__PASSAGE SHOWN__:
*** Begin section ***
But AI profitability is still somewhere on the other side of gargantuan investment. In its recent fourth-quarter earnings call, the company said its capital expenditures for 2025 are expected to reach $100 billion — with most of it to be invested in building out AI infrastructure. “We have a lot of demand for AI right now,” Jassy said in a CNBC appearance Wednesday. “If we had more capacity right now, we could monetize it.”

Fittingly, the company is turning to a robotic workforce in an effort to save a pile of pennies as it spends big on AI:

  • According to the FT, Amazon is planning to spend $25 billion this year on making its retail network more efficient, including an investment into warehouse robotics and automation.
  • The investments could net $10 billion in annual savings by the end of the decade, according to research from Morgan Stanley analysts. As a blueprint, the company says its most robot-equipped facility — in Shreveport, Louisiana — operates at about 25% less cost than its older facilities, which it says have just one-tenth the robot manpower.
*** End section ***
__EXCERPTED RECORDS__:
*** Begin section ***
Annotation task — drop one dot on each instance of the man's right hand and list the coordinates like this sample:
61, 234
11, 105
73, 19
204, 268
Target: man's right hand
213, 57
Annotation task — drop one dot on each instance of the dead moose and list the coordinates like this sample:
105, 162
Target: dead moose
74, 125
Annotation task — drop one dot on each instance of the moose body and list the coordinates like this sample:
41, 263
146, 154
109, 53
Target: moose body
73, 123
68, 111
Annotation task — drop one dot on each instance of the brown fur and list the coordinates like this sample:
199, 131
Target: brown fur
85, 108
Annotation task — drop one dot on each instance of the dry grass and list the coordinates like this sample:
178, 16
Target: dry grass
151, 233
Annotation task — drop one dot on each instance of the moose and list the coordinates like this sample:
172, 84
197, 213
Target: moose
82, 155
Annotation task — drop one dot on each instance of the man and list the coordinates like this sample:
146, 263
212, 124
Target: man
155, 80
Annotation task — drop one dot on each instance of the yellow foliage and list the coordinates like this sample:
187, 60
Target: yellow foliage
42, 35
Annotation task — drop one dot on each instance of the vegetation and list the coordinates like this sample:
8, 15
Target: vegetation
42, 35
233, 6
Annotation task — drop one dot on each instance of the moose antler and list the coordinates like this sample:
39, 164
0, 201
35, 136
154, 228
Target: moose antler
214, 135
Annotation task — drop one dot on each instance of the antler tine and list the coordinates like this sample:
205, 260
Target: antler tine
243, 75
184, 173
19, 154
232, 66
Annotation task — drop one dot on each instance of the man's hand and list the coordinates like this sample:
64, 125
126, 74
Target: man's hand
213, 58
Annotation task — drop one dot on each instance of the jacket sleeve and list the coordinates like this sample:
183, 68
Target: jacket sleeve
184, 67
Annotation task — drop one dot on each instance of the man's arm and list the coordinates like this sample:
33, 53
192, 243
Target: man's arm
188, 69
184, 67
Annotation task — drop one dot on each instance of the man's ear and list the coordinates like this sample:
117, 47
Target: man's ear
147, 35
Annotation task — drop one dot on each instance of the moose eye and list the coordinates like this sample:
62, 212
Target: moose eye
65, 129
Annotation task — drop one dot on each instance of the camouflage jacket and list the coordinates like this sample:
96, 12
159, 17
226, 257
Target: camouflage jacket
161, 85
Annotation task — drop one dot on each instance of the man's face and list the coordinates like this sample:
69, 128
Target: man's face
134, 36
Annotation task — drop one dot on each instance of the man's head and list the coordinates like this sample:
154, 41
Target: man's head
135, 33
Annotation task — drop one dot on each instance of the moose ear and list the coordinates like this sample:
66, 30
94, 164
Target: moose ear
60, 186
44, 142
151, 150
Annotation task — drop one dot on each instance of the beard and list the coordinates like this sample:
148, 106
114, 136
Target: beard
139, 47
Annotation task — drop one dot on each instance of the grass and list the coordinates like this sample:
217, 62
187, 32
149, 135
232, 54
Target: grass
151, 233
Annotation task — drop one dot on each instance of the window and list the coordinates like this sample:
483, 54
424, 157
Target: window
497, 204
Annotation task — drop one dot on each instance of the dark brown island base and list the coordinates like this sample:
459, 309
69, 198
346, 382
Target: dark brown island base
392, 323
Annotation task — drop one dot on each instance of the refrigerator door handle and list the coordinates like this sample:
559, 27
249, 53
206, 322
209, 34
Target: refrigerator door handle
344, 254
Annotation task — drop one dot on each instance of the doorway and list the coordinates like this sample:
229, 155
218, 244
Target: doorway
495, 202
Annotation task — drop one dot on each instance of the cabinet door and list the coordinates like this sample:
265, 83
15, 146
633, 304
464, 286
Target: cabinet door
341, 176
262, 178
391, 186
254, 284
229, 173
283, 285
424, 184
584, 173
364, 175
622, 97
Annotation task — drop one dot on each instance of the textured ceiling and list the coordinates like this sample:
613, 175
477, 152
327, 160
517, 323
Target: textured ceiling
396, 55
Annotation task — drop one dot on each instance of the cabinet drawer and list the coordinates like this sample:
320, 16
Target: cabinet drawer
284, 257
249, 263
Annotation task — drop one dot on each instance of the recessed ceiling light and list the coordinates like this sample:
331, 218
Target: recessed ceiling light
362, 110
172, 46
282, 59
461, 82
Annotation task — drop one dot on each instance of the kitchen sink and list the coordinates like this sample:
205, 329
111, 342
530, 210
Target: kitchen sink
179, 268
*** End section ***
__EXERCISE REQUIREMENTS__:
A) Using the passage on Amazon's AI spending and warehouse robotics, explain why the company is turning to a robotic workforce.
B) Continue the passage on Amazon's AI spending and warehouse robotics from its last sentence.

__ANSWERS BY ITEM__:
A) Amazon is turning to robots to save money while it spends heavily on AI. It expects capital expenditures of $100 billion in 2025, mostly for AI infrastructure. Its most robot-equipped facility runs at about 25% less cost than its older facilities.

B)
Save the Date: The robot revolution will be coming to your home, too, if Amazon has its way. With its latest virtual assistant upgrade, Alexa+, Amazon is finally bringing the OG homepod into the ChatGPT age, and says AI will make Alexa far chattier and capable of performing “agentic AI” tasks, such as booking a dinner reservation at a local restaurant (though nascent AI agents from other providers have thus far proven somewhat unreliable). The service will be free to Amazon Prime members, and cost $20 a month for everyone else. The previous version of Alexa already proved to be unprofitable for the company, leading to mass layoffs in the division that develops it. We’re not sure how that squares with adding in even more costly AI features, but we’re guessing Alexa+ will be very good at steering conversations toward how you need to buy more toilet paper.

Media & Entertainment

YouTube Is Beating Spotify in the Podcast Wars

Spotify is king of music streaming, but it’s simply not the best in podcast land.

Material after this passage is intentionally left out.